> ЧТО НУЖНО СДЕЛАТЬ:
Сократите абзац фрагмента, начинающийся словами «Это сочетание может быть мотивировано», и оформите его списком с основными фактами.

Среди разнообразных цветовых сравнений в поэзии М. Цветаевой привлекает внимание сочетание жуть зеленее льда в «Поэме конца»:
О, кому повем
Печаль мою, беду мою,
Жуть, зеленее льда?.. (И., 453).
Это сочетание может быть мотивировано исходным языковым фразеологизмом тоска зеленая: такая мотивировка подкрепляется в контексте словом печаль. Трехчленный ряд печаль – беда – жуть – ряд градационный, в котором каждый следующий элемент называет еще более сильную эмоцию по сравнению с предыдущей, причем последний член этого ряда – жуть представляет собой отрицание печали по признаку противопоставления 'спокойствие' – 'страсть'.
Средством сравнения в поэме М. Цветаевой является слово лед, обозначающее такое состояние воды, в котором она перестает быть водой. Зеленым лед видится только в больших ледяных массивах. И если в мировой культуре универсальны метафоры-символы любовь – огонь, отчуждение – холод, то естественно, что в сочетании жуть зеленее льда реализуется и этот признак: замерзание, затвердевание до такого состояния, в котором лед видится зеленым; в сравнительном обороте с цветовым прилагательным, таким образом, выражено значение предельной интенсивности психологического переживания.

(Данные для разметки координат)

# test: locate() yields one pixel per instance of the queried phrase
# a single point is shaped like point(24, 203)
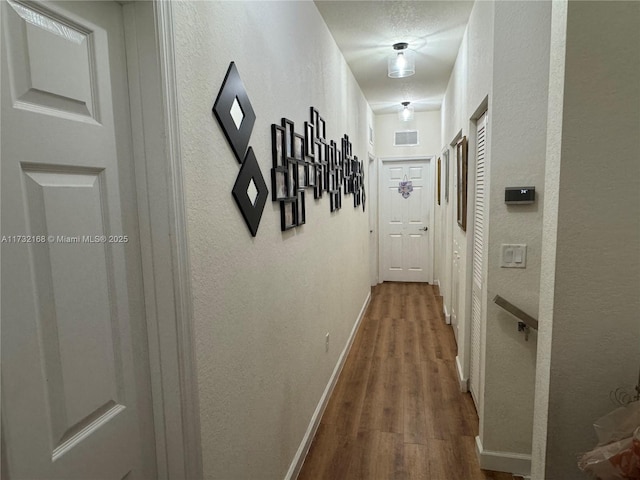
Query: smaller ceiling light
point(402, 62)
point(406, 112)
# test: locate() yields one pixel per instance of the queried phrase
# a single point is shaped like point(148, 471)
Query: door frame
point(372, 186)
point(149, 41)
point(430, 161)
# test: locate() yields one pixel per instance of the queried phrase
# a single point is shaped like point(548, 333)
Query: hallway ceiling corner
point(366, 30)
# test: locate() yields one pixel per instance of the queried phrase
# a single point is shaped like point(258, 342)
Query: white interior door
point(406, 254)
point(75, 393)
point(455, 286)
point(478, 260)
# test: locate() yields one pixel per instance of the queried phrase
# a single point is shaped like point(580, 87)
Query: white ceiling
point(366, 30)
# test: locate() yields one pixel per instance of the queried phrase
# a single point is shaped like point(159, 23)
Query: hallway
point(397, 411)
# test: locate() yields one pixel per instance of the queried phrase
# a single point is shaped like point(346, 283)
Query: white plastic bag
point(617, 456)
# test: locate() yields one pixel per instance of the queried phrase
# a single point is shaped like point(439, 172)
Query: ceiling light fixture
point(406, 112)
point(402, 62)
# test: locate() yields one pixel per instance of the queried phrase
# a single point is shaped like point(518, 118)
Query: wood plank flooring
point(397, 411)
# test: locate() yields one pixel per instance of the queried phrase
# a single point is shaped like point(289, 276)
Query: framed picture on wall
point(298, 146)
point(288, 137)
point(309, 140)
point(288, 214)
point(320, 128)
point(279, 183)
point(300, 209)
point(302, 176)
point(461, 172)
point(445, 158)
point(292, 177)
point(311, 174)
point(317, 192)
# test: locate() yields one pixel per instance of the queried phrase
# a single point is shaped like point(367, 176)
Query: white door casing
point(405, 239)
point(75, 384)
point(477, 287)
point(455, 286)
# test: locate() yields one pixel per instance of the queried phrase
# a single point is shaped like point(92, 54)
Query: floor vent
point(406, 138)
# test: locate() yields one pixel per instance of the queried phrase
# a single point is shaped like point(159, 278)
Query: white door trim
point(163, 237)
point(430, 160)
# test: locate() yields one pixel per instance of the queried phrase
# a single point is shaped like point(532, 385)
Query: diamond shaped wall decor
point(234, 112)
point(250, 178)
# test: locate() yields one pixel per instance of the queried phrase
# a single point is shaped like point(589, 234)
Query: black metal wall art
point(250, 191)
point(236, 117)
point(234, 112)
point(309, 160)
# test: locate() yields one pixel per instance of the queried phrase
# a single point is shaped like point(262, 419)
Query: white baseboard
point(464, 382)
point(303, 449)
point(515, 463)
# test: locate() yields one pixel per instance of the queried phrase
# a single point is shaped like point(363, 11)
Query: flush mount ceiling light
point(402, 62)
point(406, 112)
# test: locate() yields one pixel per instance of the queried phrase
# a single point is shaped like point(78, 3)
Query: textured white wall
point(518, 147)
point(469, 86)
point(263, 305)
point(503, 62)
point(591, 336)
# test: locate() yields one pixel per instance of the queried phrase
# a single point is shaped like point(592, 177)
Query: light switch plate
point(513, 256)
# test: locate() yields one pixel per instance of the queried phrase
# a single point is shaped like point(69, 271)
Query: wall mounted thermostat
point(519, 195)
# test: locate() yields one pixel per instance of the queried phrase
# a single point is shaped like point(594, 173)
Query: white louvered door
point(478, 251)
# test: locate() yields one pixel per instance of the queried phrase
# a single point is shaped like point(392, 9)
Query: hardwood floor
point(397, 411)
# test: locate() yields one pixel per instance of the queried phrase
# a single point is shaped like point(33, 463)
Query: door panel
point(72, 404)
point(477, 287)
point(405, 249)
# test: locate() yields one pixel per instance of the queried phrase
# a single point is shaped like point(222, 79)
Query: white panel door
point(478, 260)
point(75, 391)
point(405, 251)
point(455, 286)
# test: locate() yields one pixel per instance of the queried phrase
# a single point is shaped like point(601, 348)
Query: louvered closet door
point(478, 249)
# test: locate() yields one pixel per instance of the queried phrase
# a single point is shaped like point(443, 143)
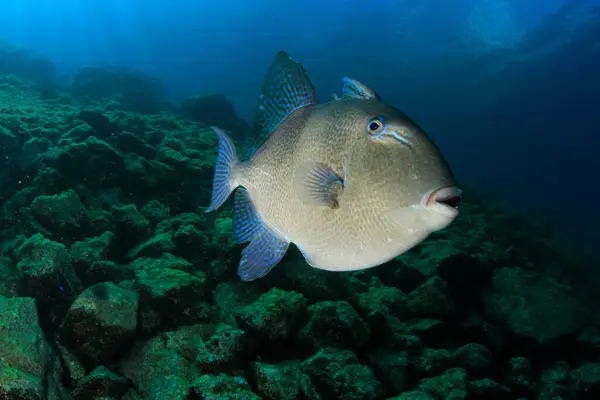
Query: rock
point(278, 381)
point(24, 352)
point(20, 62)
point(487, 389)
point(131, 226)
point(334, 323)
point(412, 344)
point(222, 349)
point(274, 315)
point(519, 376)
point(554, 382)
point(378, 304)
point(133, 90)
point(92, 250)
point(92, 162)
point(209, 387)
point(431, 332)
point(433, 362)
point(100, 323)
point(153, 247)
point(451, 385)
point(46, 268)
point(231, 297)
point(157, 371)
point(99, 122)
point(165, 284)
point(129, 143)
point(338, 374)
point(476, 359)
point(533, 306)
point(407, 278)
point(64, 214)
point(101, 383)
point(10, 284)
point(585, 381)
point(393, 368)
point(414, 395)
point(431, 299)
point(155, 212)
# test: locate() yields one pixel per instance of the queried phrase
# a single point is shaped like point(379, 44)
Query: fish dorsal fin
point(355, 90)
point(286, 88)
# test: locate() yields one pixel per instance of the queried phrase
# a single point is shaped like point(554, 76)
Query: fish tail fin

> РЕЗУЛЬТАТ УПРАЖНЕНИЯ:
- Сочетание «жуть зеленее льда» может быть мотивировано фразеологизмом «тоска зеленая». Эту мотивировку подкрепляет слово «печаль» в контексте.
- Ряд «печаль – беда – жуть» градационный: каждый следующий член называет более сильную эмоцию, чем предыдущий.
- Последний член ряда, «жуть», отрицает «печаль» по противопоставлению 'спокойствие' – 'страсть'.